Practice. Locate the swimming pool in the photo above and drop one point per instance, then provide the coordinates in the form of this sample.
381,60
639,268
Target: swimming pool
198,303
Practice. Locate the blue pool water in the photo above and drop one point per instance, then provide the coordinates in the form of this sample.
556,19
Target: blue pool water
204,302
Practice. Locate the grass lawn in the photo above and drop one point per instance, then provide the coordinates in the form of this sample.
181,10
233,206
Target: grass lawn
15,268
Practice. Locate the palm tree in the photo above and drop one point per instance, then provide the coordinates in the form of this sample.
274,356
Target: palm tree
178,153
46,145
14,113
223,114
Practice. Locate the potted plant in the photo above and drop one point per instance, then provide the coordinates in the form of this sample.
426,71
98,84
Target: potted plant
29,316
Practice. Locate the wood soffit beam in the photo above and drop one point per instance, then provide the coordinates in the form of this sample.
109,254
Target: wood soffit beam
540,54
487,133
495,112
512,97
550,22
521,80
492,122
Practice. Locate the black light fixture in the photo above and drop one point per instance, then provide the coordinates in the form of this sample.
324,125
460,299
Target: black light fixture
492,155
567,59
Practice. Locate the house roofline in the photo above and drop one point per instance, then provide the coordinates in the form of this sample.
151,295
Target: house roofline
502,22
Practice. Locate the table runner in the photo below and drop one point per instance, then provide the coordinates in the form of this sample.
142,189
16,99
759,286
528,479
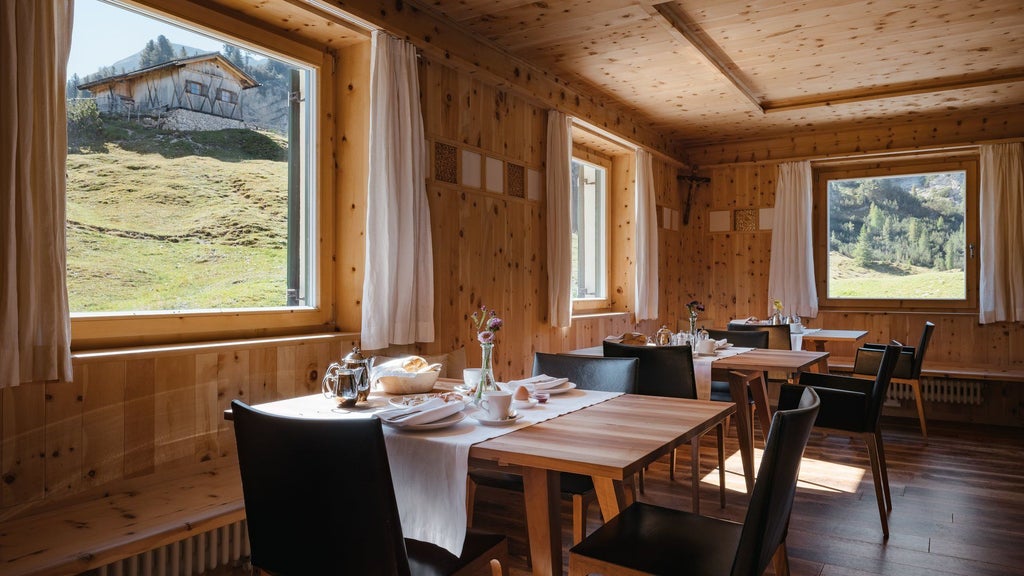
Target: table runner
429,467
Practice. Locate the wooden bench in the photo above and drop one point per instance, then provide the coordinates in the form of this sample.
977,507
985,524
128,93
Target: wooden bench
120,521
953,370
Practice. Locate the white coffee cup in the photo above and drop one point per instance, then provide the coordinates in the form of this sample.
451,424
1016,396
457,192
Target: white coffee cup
497,404
471,376
706,346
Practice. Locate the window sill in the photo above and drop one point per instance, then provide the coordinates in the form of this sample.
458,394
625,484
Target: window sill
587,315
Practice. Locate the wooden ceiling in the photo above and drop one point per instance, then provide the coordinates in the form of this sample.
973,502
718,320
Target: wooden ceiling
701,72
769,67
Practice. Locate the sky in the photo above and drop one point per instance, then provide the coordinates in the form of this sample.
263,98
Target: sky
103,34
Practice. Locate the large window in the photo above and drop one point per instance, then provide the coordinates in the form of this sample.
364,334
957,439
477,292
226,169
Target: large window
897,235
590,237
183,209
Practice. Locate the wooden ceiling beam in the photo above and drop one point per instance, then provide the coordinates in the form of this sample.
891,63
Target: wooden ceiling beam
681,26
894,90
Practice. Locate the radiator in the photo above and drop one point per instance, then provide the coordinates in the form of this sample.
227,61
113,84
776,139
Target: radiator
219,547
940,389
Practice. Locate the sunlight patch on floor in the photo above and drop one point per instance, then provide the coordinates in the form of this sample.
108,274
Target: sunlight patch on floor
814,475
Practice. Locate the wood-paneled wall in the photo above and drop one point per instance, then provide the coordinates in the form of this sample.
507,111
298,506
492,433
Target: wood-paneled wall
135,412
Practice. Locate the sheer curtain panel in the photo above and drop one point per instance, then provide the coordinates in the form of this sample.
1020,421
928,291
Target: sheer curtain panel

*Exercise brief*
From the material above, please return each line containing "curtain".

*Exercise output*
Practice. Locate the sheer curtain panel in the photo above and drop one point per instance, then provide the coordinates in the form of this sample.
Target: sheer curtain panel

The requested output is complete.